» 本文抜粋
-.-.-
筋肉は「量」だけでなく「質」が大事 鍛えるコツとは
この記事では、今知っておきたい健康や医療の知識をQ&A形式で紹介します。ぜひ今日からのセルフケアにお役立てください!
(1)筋肉の質は「筋力」で評価できる
(2)年をとると、筋肉量がまず落ち、次いで筋肉の質が低下していく
(3)メタボや脂肪肝がある人は筋肉の質が低下しやすい
答えは次ページ
答えと解説
正解(間違っているもの)は、(2)年をとると、筋肉量がまず落ち、次いで筋肉の質が低下していく です。
丈夫な足腰を維持し、健康で長生きするためには、特に下半身の筋肉を落とさないことが重要です。しかし、筋肉の量が一見保たれている人でも、ひそかに筋肉の「質」の低下が進み、身体機能の衰えなどにつながるリスクがあることが、近年の研究で分かってきました。
-.-.-
» データ
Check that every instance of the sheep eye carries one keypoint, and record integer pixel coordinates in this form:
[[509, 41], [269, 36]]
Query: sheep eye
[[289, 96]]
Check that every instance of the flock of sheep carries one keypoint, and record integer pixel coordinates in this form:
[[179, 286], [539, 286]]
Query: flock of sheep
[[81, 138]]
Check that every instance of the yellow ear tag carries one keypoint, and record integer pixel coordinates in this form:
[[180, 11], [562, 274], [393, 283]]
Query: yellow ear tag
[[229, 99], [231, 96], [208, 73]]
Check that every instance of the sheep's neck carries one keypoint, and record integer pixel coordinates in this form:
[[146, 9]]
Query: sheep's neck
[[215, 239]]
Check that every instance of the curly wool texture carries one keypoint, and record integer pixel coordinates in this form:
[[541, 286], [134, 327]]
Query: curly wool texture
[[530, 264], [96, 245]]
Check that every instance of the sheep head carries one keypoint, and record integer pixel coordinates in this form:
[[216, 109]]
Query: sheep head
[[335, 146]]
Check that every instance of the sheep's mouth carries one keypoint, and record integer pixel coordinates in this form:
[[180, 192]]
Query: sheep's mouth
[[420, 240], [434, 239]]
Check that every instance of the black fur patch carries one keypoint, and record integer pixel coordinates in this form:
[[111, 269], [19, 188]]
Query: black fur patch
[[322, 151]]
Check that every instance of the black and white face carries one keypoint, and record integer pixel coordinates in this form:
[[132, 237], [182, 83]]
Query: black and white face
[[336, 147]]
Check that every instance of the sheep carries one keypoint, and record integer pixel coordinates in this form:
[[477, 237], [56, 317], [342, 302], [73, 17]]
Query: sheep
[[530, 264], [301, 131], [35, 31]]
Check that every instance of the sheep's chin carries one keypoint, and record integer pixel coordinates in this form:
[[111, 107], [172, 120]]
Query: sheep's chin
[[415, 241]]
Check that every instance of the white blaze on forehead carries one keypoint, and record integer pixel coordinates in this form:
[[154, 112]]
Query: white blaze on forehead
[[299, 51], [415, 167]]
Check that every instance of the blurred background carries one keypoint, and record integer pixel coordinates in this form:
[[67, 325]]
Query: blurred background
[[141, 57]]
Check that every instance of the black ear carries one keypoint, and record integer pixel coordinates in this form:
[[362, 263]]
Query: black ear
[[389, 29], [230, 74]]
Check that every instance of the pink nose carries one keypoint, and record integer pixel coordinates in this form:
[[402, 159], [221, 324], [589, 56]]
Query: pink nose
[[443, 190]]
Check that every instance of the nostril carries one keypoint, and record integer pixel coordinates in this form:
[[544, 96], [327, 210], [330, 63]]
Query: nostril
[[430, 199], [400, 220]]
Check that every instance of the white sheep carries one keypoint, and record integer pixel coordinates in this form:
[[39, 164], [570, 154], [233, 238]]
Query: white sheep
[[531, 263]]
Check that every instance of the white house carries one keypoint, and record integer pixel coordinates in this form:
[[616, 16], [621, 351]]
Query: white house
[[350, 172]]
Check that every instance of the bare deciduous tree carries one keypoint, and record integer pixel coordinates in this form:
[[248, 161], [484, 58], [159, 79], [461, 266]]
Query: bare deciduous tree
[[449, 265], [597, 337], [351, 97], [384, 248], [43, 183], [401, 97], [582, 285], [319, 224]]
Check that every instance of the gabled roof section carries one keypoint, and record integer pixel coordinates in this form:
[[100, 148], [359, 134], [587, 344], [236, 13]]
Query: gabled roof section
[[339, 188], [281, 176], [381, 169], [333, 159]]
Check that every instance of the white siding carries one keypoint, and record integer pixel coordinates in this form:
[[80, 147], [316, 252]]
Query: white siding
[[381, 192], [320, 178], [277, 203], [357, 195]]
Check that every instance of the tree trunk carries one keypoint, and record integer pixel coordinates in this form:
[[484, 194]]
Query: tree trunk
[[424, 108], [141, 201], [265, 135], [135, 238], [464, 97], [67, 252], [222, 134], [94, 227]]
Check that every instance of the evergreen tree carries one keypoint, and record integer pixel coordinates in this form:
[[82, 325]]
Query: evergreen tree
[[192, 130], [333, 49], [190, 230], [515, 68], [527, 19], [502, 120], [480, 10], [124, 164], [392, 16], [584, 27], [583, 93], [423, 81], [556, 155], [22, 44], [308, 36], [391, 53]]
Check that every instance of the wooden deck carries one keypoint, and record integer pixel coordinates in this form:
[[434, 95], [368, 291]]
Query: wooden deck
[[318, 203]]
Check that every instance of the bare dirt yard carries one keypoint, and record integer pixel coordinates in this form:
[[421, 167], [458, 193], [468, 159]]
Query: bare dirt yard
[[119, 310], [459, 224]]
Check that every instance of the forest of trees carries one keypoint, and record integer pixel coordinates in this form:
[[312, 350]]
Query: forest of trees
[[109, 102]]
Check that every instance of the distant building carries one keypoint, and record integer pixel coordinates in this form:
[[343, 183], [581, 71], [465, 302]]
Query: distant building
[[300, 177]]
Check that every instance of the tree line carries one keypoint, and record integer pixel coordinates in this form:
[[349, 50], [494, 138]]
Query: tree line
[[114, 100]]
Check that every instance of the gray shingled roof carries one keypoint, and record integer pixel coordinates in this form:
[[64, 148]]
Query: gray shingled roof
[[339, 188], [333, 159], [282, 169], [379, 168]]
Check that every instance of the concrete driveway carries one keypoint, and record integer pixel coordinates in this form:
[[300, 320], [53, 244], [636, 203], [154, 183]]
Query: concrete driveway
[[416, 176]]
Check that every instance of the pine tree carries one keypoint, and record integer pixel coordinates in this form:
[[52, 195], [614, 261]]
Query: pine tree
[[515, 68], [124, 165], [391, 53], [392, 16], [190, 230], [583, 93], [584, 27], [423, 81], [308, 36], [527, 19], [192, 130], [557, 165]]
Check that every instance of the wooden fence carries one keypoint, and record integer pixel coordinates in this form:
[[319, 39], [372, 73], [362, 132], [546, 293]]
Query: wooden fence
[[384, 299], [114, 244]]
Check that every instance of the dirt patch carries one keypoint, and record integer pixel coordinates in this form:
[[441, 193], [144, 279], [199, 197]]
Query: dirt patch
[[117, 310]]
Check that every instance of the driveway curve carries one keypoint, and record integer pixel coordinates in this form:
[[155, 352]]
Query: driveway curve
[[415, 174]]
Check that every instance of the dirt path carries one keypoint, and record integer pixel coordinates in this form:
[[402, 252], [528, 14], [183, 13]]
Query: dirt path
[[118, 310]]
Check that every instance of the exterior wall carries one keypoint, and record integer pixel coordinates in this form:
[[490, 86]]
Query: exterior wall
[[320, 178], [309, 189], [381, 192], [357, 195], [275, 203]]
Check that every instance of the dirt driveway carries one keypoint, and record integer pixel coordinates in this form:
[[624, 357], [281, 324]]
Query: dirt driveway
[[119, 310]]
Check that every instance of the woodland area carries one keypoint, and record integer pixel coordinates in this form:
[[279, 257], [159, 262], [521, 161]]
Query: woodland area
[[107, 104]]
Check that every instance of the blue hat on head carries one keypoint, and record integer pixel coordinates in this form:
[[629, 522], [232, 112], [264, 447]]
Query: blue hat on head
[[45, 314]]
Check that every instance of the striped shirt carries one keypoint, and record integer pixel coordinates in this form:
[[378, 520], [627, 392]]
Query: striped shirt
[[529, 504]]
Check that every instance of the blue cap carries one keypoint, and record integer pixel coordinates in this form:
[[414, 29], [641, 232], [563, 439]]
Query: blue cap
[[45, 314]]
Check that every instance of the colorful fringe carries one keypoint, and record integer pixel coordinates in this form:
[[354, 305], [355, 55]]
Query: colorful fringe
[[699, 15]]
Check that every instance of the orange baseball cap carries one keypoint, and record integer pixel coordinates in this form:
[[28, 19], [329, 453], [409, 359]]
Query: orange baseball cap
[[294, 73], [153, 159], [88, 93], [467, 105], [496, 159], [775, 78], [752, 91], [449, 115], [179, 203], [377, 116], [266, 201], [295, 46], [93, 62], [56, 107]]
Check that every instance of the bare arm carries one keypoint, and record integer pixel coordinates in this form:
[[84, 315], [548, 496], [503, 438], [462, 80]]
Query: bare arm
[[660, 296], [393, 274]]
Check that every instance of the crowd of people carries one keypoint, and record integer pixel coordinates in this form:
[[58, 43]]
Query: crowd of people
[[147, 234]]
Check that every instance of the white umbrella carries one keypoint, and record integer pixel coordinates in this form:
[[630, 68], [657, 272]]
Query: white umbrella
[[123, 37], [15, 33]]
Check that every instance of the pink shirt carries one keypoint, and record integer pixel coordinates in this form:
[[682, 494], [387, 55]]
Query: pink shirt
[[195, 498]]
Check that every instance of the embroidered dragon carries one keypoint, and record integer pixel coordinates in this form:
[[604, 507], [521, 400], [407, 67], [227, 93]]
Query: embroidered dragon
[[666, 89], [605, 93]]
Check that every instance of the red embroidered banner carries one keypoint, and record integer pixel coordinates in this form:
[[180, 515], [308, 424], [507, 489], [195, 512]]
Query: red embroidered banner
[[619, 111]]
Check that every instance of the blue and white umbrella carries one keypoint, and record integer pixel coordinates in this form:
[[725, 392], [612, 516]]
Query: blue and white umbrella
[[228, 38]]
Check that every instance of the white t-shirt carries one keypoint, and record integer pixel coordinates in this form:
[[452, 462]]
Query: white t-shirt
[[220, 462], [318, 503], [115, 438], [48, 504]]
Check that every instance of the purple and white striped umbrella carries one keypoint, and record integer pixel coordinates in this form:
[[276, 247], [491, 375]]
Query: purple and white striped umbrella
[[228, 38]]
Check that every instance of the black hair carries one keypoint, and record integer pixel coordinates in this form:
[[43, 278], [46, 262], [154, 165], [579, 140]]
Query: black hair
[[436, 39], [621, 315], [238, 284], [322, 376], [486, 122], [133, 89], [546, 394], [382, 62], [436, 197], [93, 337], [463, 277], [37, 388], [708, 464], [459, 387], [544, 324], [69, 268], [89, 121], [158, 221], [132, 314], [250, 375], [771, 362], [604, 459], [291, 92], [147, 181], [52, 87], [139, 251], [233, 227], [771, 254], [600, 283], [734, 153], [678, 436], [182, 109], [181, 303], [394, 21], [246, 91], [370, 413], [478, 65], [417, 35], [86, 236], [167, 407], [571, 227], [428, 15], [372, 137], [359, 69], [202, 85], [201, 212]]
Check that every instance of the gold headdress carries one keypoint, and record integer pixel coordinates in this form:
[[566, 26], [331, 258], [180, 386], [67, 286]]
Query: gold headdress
-.-.-
» 作業指示
本文抜粋の「(1)筋肉の質は「筋力」で評価できる」を含む語句から書き始め、「年の研究で分かってきました。」の後で止めてください。その範囲の「脂肪肝」を「糖尿病」に変えて書き直す。 記録はこの作業には関係しない。

» 回答
(1)筋肉の質は「筋力」で評価できる
(2)年をとると、筋肉量がまず落ち、次いで筋肉の質が低下していく
(3)メタボや糖尿病がある人は筋肉の質が低下しやすい
答えは次ページ
答えと解説
正解(間違っているもの)は、(2)年をとると、筋肉量がまず落ち、次いで筋肉の質が低下していく です。
丈夫な足腰を維持し、健康で長生きするためには、特に下半身の筋肉を落とさないことが重要です。しかし、筋肉の量が一見保たれている人でも、ひそかに筋肉の「質」の低下が進み、身体機能の衰えなどにつながるリスクがあることが、近年の研究で分かってきました。